### TASK OBJECTIVE
Everything in the data below is left aside except the lines from the one containing "Reviewer note: check that every instance of the wooden slat" through the one containing "Reviewer note: check that every instance of the white paper"; repeat those exactly.

Start of Block

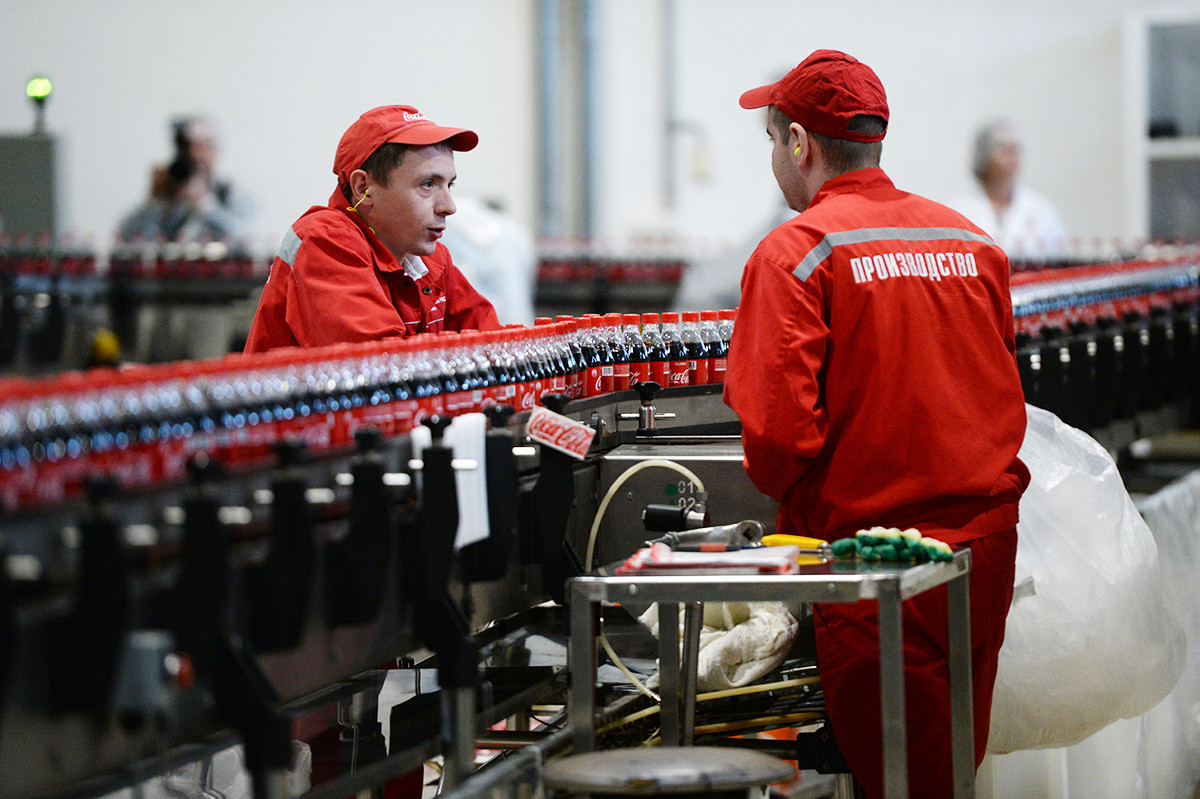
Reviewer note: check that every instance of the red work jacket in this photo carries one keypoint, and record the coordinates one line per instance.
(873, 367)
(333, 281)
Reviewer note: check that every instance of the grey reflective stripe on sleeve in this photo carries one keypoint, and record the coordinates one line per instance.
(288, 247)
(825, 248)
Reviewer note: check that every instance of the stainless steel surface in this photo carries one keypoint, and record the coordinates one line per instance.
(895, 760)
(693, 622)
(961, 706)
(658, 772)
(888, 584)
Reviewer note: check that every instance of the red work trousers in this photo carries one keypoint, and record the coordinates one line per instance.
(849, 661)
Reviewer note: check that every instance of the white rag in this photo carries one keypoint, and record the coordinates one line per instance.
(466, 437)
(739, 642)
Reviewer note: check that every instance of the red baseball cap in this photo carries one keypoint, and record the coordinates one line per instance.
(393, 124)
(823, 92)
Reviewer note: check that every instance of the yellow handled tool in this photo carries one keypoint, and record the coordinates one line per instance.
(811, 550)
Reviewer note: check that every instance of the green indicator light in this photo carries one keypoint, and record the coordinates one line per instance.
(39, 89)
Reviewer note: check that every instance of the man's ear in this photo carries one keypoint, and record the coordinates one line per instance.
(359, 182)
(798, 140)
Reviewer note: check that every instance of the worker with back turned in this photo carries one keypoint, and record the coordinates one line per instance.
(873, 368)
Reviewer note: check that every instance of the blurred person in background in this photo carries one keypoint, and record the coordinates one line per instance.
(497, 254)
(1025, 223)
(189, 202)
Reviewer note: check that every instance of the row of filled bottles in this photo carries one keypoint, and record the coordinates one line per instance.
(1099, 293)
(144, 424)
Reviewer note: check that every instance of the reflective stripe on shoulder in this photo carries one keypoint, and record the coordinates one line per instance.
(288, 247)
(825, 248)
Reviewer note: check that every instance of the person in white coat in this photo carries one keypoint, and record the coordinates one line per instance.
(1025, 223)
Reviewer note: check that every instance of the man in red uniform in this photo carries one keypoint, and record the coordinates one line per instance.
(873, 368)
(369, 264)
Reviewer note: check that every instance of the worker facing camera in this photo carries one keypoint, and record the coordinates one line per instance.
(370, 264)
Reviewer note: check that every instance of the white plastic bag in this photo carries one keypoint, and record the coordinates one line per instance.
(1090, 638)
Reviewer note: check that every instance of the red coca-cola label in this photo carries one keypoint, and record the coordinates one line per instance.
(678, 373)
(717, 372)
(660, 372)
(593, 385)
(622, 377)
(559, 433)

End of Block
Start of Block

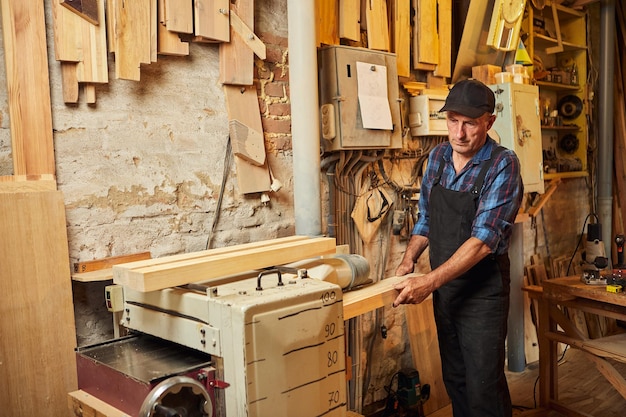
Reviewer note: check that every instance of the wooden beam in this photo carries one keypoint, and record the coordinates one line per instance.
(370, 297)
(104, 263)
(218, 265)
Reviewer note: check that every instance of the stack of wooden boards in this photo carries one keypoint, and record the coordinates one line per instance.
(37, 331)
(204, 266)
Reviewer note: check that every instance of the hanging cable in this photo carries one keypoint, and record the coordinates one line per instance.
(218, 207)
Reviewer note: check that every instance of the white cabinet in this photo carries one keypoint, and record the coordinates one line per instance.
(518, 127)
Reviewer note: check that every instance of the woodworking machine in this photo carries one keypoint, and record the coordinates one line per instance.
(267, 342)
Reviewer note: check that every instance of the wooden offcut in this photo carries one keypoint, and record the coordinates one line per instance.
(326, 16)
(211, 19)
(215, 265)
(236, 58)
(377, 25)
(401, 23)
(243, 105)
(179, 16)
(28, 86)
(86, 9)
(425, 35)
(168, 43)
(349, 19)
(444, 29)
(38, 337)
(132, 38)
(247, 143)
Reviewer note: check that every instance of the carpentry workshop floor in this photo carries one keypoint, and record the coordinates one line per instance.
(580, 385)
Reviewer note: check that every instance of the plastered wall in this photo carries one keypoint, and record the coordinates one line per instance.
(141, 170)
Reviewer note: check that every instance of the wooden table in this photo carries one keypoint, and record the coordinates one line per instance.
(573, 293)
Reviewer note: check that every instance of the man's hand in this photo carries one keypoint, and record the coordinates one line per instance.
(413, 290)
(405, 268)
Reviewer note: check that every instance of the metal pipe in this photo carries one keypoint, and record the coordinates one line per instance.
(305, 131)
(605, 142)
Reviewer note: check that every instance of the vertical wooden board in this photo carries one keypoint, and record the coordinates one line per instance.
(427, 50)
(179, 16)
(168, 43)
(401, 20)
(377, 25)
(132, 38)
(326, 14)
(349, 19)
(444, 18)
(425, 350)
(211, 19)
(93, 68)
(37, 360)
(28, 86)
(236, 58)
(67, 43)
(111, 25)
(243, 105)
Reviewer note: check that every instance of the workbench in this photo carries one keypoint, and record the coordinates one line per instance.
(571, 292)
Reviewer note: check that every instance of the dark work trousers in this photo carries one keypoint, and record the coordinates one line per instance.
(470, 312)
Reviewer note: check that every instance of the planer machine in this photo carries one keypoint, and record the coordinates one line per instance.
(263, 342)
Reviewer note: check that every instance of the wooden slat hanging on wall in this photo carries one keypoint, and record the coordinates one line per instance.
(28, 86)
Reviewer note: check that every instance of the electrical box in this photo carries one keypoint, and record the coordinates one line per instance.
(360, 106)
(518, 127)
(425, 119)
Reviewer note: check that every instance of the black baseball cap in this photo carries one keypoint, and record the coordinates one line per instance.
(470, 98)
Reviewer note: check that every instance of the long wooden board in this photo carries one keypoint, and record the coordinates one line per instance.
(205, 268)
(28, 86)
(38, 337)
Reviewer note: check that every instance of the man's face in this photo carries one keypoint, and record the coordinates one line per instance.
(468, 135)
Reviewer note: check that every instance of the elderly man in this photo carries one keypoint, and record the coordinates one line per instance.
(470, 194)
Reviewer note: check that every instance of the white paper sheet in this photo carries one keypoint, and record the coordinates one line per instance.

End of Block
Start of Block

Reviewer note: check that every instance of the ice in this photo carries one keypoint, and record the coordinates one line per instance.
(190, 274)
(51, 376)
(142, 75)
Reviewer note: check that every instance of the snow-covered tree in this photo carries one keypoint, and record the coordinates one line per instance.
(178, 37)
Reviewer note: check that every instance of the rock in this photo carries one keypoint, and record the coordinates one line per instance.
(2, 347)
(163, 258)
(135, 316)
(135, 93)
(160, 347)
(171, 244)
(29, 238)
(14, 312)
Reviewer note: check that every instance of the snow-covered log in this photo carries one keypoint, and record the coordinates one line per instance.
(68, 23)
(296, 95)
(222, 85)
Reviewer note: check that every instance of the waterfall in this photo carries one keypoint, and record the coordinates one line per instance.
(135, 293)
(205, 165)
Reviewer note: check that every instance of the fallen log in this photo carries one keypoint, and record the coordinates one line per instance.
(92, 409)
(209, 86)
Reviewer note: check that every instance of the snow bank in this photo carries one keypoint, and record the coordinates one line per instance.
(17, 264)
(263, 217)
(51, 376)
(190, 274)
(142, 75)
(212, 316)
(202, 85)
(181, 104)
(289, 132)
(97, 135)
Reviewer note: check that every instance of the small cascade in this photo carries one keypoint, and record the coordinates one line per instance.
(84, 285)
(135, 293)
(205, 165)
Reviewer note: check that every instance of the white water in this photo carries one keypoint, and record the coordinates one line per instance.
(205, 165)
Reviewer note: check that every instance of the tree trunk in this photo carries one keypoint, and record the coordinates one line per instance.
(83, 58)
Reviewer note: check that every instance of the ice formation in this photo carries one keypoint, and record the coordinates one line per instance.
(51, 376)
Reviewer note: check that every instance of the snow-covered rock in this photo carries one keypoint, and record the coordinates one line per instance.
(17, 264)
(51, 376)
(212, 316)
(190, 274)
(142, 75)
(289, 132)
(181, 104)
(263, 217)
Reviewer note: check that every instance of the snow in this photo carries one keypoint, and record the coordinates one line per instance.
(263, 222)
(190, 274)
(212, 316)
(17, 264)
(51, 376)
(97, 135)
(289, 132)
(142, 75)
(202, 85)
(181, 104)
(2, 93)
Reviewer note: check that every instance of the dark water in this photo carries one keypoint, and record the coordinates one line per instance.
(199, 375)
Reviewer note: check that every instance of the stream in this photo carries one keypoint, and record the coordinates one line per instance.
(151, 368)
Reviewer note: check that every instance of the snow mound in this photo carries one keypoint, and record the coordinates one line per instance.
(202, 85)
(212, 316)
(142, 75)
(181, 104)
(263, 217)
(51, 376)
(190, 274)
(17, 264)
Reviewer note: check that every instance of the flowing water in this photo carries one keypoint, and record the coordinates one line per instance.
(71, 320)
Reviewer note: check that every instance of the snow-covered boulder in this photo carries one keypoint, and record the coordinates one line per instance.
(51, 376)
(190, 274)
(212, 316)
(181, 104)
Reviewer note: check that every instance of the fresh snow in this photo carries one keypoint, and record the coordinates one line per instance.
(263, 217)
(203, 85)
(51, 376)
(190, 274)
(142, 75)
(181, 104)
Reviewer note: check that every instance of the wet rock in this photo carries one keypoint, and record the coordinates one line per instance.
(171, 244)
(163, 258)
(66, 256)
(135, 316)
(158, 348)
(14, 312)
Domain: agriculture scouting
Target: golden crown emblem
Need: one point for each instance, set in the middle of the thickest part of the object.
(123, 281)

End of Block

### REPLY
Reviewer note: check that every instance of the wooden slat hanging on wall in this photo carries one keypoint, and record the coordinates one line per instance.
(28, 86)
Reviewer note: check that every instance of the electrical box in this photo carries one keypoint, and record the coordinates one line per instance.
(360, 106)
(518, 127)
(425, 119)
Reviewer note: check that every instance of the black baseball cap in this photo carries one keypoint, and record the coordinates one line per instance.
(470, 98)
Reviewer note: check that every instance of the long wooden board in this photo carries one keypoint, and record the coordinates one line per instance.
(205, 268)
(28, 86)
(38, 337)
Reviewer note: check that every instance of the man's face in this photo carries one keypoint, and record the coordinates one line per instance.
(468, 135)
Reviewer note: check that every instance of the elderly man in this photo carries one keypoint, and record the coordinates one line per instance.
(470, 194)
Reviewer note: check that every instance of the white paper sheet in this photo carries one keypoint, and record the coordinates one line per instance.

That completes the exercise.